▸ **Set task**
Please list every line of the rows below that contains the string "handle", treating uppercase and lowercase as different.

═══ Task material ═══

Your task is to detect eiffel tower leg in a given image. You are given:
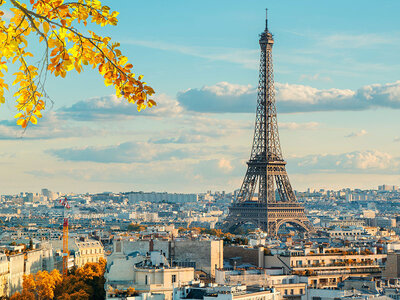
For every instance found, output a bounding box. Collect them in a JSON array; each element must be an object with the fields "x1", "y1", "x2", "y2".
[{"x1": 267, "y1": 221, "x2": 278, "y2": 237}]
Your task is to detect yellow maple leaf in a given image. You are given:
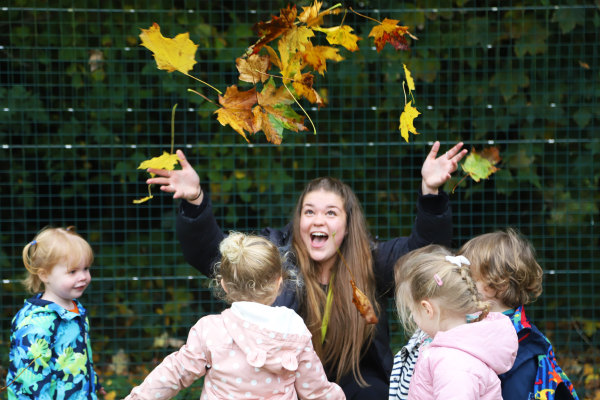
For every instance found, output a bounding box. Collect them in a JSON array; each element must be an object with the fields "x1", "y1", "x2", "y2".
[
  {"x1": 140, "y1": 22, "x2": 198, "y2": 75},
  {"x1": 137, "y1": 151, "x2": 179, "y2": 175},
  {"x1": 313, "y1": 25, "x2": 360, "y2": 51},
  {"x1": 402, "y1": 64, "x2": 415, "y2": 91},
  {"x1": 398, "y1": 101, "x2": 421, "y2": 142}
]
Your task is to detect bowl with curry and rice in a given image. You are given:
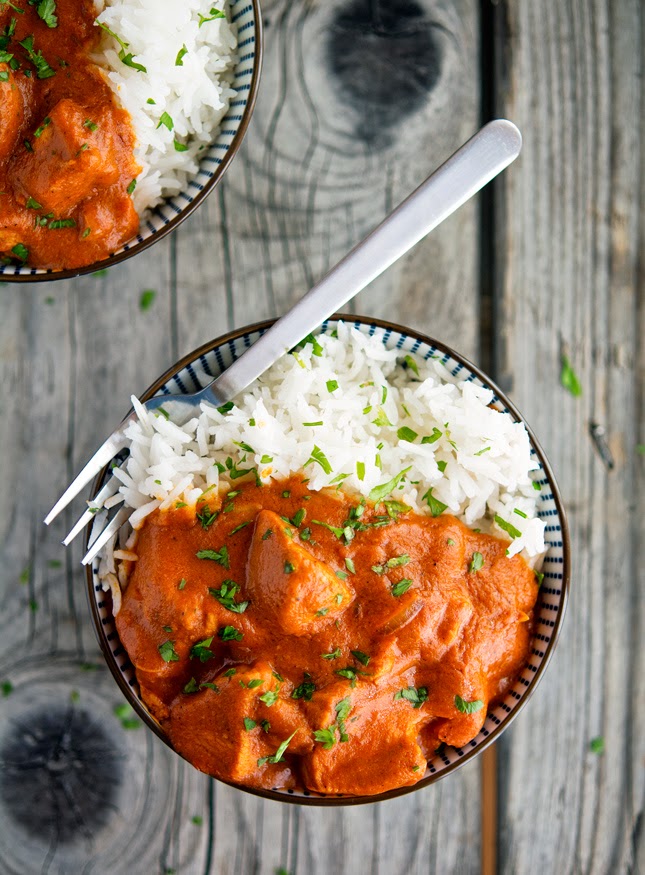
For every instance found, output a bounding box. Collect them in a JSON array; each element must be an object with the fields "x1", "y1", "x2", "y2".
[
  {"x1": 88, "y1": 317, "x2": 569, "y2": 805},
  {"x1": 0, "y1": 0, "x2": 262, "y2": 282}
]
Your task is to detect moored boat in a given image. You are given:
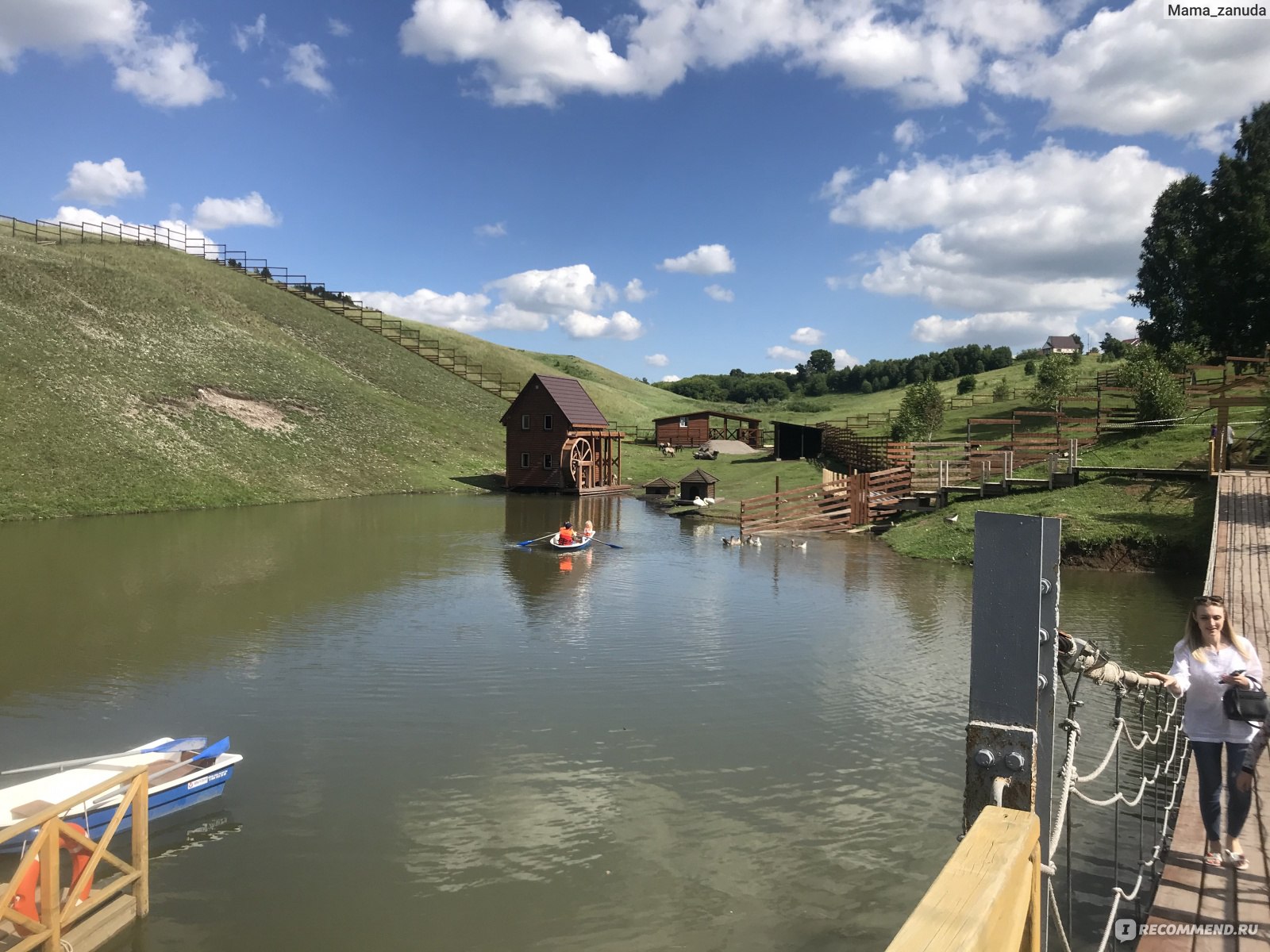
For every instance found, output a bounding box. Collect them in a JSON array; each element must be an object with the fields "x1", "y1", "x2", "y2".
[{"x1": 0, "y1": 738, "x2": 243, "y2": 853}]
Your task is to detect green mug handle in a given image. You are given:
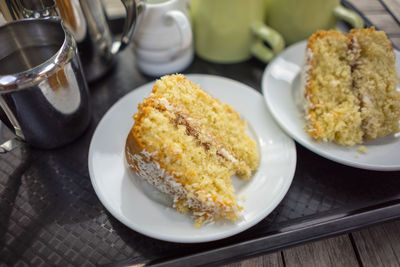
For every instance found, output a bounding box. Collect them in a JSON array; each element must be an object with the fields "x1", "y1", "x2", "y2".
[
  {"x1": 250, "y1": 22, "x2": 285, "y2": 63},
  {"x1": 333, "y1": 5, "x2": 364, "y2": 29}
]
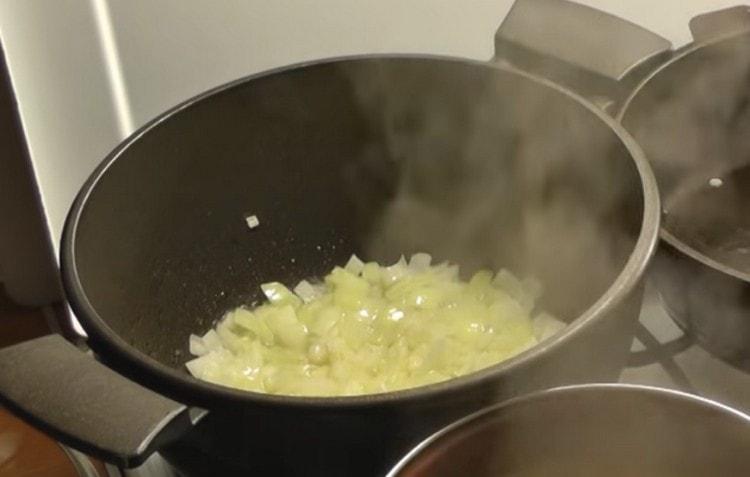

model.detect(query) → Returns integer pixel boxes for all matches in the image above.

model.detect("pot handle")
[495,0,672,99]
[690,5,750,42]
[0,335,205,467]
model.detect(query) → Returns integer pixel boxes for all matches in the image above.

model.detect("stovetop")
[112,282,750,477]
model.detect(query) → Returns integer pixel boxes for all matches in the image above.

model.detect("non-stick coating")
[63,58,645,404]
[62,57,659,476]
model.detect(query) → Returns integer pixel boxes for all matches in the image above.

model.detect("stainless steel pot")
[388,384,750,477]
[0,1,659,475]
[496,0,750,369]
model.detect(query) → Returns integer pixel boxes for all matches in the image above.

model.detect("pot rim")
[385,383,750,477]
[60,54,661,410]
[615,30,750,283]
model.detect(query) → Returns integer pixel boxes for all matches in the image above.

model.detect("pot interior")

═══

▸ **Answer to this task**
Your task is to detect green mug handle in a given image. You are given:
model.detect("pot handle")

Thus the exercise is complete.